What you need to do:
Would you return exactly the lines running from the one with "Could you please spot the bald" to the bottom of the listing below, and no others?

Source material:
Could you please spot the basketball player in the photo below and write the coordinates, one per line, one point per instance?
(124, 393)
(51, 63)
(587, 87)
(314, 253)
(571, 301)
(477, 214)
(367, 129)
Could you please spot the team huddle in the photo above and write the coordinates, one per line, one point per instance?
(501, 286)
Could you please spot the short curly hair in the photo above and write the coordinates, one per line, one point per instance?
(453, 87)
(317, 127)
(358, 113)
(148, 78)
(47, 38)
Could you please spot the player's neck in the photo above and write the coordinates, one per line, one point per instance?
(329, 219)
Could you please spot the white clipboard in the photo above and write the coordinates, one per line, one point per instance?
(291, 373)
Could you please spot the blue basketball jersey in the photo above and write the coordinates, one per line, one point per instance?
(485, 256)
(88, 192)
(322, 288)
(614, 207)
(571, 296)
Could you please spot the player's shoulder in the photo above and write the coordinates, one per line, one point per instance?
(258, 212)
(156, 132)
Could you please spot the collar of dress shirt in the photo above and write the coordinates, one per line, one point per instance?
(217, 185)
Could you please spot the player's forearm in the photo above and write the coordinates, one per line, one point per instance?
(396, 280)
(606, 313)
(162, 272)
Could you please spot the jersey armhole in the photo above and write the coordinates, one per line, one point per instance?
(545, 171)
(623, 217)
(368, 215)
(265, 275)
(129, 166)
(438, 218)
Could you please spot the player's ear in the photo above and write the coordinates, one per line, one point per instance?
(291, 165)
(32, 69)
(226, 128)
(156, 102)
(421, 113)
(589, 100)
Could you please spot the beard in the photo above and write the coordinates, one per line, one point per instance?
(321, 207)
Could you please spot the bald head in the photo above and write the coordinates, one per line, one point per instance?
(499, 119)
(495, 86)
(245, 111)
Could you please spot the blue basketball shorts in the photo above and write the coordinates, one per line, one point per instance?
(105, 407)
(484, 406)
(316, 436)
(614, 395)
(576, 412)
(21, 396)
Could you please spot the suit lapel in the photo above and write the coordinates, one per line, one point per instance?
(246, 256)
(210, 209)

Expected output:
Could you please spot the bald head in the photo above and write the coordinates, one per line, one point per instance?
(499, 119)
(495, 86)
(245, 111)
Could you please spot the blue basketball shorts in the photo above and write the coordinates, one per line, one point per instance?
(105, 407)
(484, 406)
(316, 436)
(614, 395)
(576, 412)
(21, 396)
Could you please spot the suit lapel in the photo above and write the coordinates, one per line, one point per instance?
(246, 256)
(210, 209)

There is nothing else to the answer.